** Begin Records shown **
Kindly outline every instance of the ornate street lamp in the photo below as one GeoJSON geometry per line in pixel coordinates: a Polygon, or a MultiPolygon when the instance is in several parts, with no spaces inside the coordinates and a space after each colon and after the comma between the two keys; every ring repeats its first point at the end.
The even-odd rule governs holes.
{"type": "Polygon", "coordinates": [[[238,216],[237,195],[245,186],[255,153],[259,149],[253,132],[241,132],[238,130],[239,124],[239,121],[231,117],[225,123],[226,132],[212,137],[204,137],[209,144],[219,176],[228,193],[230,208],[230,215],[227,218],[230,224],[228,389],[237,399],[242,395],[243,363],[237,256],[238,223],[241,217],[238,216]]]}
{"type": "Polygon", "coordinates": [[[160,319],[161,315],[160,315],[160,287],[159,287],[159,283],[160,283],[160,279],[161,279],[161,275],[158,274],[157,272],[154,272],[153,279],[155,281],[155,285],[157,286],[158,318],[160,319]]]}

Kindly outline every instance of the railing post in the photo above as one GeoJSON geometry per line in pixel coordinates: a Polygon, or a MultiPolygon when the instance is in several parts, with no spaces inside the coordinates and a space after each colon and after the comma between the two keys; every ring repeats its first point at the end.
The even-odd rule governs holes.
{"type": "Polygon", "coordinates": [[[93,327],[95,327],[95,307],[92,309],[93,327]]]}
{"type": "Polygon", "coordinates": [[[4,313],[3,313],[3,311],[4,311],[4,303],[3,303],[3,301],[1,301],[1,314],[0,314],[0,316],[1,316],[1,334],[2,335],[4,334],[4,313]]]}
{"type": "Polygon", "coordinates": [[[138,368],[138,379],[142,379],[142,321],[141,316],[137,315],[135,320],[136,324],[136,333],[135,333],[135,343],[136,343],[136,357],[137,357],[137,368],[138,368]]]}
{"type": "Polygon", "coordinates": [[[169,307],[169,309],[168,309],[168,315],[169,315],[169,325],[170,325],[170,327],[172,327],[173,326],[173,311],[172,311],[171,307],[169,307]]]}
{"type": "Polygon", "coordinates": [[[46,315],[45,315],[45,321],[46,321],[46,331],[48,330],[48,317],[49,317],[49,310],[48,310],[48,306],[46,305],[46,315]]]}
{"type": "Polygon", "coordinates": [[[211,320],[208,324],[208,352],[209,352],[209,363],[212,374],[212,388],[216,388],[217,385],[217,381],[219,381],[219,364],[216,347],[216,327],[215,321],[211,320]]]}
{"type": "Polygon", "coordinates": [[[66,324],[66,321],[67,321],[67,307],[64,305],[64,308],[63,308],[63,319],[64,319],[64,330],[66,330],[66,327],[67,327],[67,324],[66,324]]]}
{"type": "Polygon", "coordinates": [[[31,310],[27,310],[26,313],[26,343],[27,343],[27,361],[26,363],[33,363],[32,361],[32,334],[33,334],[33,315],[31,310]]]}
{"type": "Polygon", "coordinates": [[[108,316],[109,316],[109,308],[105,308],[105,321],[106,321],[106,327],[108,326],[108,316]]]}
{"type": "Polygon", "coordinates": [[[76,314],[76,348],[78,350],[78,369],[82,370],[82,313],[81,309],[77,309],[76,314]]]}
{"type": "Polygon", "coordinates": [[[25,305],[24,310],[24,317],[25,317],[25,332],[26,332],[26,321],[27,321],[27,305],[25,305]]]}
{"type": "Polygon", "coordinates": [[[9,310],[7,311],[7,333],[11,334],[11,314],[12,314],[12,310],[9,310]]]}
** End Records shown **
## Your objective
Please show each line of the items that contains the string "Kindly", matching case exactly.

## Solution for this problem
Kindly outline every instance of the ornate street lamp in the photo below as one GeoJSON geometry per line in pixel coordinates: a Polygon, or a MultiPolygon when the instance is in several parts, with no spaces inside the coordinates and a space after each colon and after the comma between the two keys; every ring repeats its first point at the end.
Kindly outline every instance of the railing post in the photo above as one GeoJSON geometry per line in pixel coordinates: a Polygon, or a MultiPolygon when the instance is in several parts, with no spaces inside the coordinates and a space after each colon and after the comma between the two keys; every ring repeats its first point at the end.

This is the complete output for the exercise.